* [DESCRIPTION OF THE TASK]
The records below hold pictures; please leave those out and retype the rest exactly.

* [INPUT DATA]
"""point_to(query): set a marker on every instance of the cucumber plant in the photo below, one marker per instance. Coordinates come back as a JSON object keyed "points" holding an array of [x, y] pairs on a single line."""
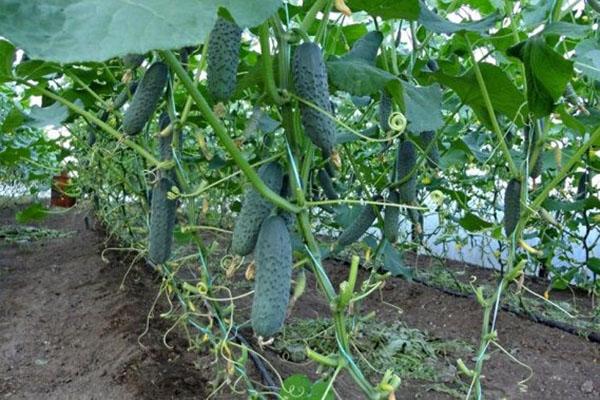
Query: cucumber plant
{"points": [[373, 110]]}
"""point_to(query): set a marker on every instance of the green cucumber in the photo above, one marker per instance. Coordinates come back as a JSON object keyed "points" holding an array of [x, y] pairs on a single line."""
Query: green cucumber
{"points": [[273, 280], [310, 81], [145, 99], [385, 110], [512, 206], [405, 163], [255, 209], [132, 61], [223, 58], [391, 217]]}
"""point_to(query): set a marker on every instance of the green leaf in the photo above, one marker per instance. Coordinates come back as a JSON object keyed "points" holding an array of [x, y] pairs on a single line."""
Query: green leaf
{"points": [[13, 120], [485, 6], [387, 9], [573, 31], [506, 99], [68, 31], [357, 77], [423, 107], [299, 387], [473, 223], [34, 212], [7, 52], [434, 23], [547, 74], [587, 58], [594, 265]]}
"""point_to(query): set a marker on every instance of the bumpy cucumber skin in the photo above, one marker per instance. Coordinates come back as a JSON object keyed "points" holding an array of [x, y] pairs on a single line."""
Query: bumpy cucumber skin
{"points": [[272, 284], [366, 47], [535, 170], [512, 206], [433, 155], [163, 210], [327, 185], [582, 186], [223, 58], [391, 217], [385, 110], [132, 61], [162, 222], [125, 95], [310, 81], [359, 226], [255, 209], [145, 99], [406, 161]]}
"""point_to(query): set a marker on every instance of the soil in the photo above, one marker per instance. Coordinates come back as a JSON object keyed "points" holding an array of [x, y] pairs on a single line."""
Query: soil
{"points": [[69, 329]]}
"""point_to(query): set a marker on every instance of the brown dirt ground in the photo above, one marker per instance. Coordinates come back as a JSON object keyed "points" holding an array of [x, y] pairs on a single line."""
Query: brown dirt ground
{"points": [[68, 331]]}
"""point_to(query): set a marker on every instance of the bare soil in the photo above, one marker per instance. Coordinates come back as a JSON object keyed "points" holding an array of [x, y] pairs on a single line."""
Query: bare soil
{"points": [[69, 330]]}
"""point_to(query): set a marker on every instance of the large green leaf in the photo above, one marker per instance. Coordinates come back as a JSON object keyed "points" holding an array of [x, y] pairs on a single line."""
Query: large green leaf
{"points": [[506, 99], [96, 30], [474, 223], [434, 23], [587, 58], [7, 52], [357, 77], [423, 107], [573, 31], [34, 212], [547, 74], [387, 9]]}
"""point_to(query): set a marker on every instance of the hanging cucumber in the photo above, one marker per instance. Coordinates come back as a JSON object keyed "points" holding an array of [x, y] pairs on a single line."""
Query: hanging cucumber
{"points": [[405, 163], [255, 209], [223, 58], [310, 81], [272, 284], [145, 99], [512, 206]]}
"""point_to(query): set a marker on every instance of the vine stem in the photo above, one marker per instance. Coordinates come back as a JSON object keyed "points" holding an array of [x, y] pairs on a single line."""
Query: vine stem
{"points": [[96, 121], [265, 50], [223, 136], [514, 171]]}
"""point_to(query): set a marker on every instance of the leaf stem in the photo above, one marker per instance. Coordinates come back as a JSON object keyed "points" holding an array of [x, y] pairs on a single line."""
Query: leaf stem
{"points": [[514, 171], [223, 136]]}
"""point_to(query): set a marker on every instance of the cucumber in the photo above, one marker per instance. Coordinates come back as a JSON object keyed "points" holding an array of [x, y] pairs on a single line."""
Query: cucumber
{"points": [[255, 209], [132, 61], [310, 81], [145, 99], [531, 139], [405, 163], [582, 186], [385, 110], [359, 226], [327, 185], [125, 95], [223, 58], [366, 47], [162, 221], [433, 155], [512, 206], [391, 217], [273, 277]]}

* [REPLY TO THE TASK]
"""point_to(query): set a marker on every instance of the cucumber plant in the photo below, one marker per instance. Coordinates come back as a JSON object keyed "points" holding an array of [x, y] pairs on a single line."""
Query: cucumber plant
{"points": [[373, 110]]}
"""point_to(query): set a marker on every instance of the green cucumber in the photo above, one marker per instance. Coordinates come back as a JSON object keyed "points" holding an array of [x, y] pairs on a single line."""
Query: green cucumber
{"points": [[273, 280], [310, 81], [145, 99], [385, 110], [512, 206], [405, 163], [255, 209], [132, 61], [223, 58], [391, 217]]}
"""point_to(query): set a marker on every instance of the green leaf in the photo above, one marker per instance. Coordinates come back as a JSON object keyed "points" holding an array of [x, y] pairs on a single line."""
Query: green leaf
{"points": [[13, 120], [485, 6], [387, 9], [573, 31], [506, 99], [68, 31], [357, 77], [423, 107], [299, 387], [473, 223], [34, 212], [7, 52], [434, 23], [547, 74], [587, 58], [594, 265]]}
"""point_to(query): set a marker on every instance of the bumpy cucumber skin in the photo above, one marker per instance. Coordinates come back as a JSON object keyed "points" holding an array of [x, y] pairs on a single line."""
Query: bumpy cucumber skin
{"points": [[272, 284], [366, 47], [535, 170], [512, 206], [433, 155], [163, 210], [327, 185], [582, 186], [223, 58], [391, 217], [385, 110], [132, 61], [162, 222], [125, 95], [310, 81], [359, 226], [255, 209], [145, 99], [406, 161]]}
"""point_to(query): set a marker on every instance of the soil in the photo above, one marker per instance. Coordinates come back as a JSON object keyed "points" holding an array of [x, y] pairs on a single line."""
Query: soil
{"points": [[69, 329]]}
"""point_to(query): set a marker on every instance of the brown dirt ground in the photo above, one marker per instance. Coordinates come back as a JSON object keyed "points" holding an array of [x, y] pairs on a single line."""
Query: brown dirt ground
{"points": [[68, 331]]}
"""point_to(query): set a marker on every instance of the bare soil in the photo above, one marker per instance. Coordinates come back as a JSON object keyed "points" holding an array of [x, y] pairs on a single line."""
Query: bare soil
{"points": [[69, 330]]}
"""point_to(query): set a marker on every instance of the large green leaf in the photo above, one marker per instance. Coordinates come back as a JSON object keyed "points" holding an array of [x, y] pairs on a single line."""
Query: large green leaf
{"points": [[506, 99], [96, 30], [474, 223], [434, 23], [587, 58], [7, 52], [357, 77], [423, 107], [573, 31], [34, 212], [547, 74], [387, 9]]}
"""point_to(query): set a marker on every instance of the hanging cucumber in the photo above, one marker per instance. Coordinates come back as a JSON object keyed "points" holding an array of [x, y] pairs on a single line."""
Query: hanging cucumber
{"points": [[405, 163], [255, 209], [223, 58], [310, 81], [272, 284], [145, 99], [512, 206]]}
"""point_to(query): set a marker on every instance of the vine stem in the photo above, one marker per instance. Coordinates come back as a JSON object keyed "points" holding an array of [x, y] pairs on a single line."""
Query: vine stem
{"points": [[96, 121], [265, 50], [223, 136], [514, 171]]}
"""point_to(query): set a marker on every instance of the leaf stem in the photo above, one marker per instance. Coordinates come back as a JSON object keyed "points" holding an array of [x, y] pairs on a single line."""
Query: leaf stem
{"points": [[514, 171], [223, 136]]}
"""point_to(query): set a marker on every instance of the cucumber in the photo above, one marker per instance. Coordinates come back as a JSON object keyed "points" holding an array of [x, y] pairs on a single line."""
Query: cucumber
{"points": [[255, 209], [132, 61], [310, 81], [145, 99], [531, 139], [405, 163], [582, 186], [385, 110], [359, 226], [327, 185], [125, 95], [223, 58], [366, 47], [162, 221], [433, 155], [512, 206], [391, 217], [273, 277]]}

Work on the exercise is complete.